* **Вопросы по материалу**
A – Напечатайте дословно фрагмент текста о фильме «Бонни и Клайд», который начинается словами «В таких случаях» и заканчивается словами «смысл и значение.».
B – В каком году, согласно тексту о фильме «Бонни и Клайд», был выпущен этот фильм?

В таких случаях всегда можно указать на первый фильм, который внедряет в нас дотоле невыраженное послание, с точностью лазера находя нужную точку в сознании. «Бонни и Клайд», выпущенный в 1967 году, и был таким фильмом. Собственно, с такой откровенностью кровавую вакханалию показывали уже и до него, но именно ему суждено было произвести эстетический, нравственный и психологический шок. Он взорвал наше сознание не только тем простым фактом, что это был хороший фильм, но, главное, тем, что впервые предоставил нам возможность исследовать то, что нас пугало, – бессмысленность и непредсказуемость кровопролития. Но самое важное заключалось в том, что он оказывал зрителю благодеяние, придав смерти благородные очертания; умело срежиссированная пляска смерти придала смертным судорогам смысл и значение.

[Сохранённые записи данных]

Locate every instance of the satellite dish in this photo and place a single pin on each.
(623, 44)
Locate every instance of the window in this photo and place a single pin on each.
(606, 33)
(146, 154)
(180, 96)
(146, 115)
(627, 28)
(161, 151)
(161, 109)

* **Ответы**
A –
В таких случаях всегда можно указать на первый фильм, который внедряет в нас дотоле невыраженное послание, с точностью лазера находя нужную точку в сознании. «Бонни и Клайд», выпущенный в 1967 году, и был таким фильмом. Собственно, с такой откровенностью кровавую вакханалию показывали уже и до него, но именно ему суждено было произвести эстетический, нравственный и психологический шок. Он взорвал наше сознание не только тем простым фактом, что это был хороший фильм, но, главное, тем, что впервые предоставил нам возможность исследовать то, что нас пугало, – бессмысленность и непредсказуемость кровопролития. Но самое важное заключалось в том, что он оказывал зрителю благодеяние, придав смерти благородные очертания; умело срежиссированная пляска смерти придала смертным судорогам смысл и значение.

B – В 1967 году.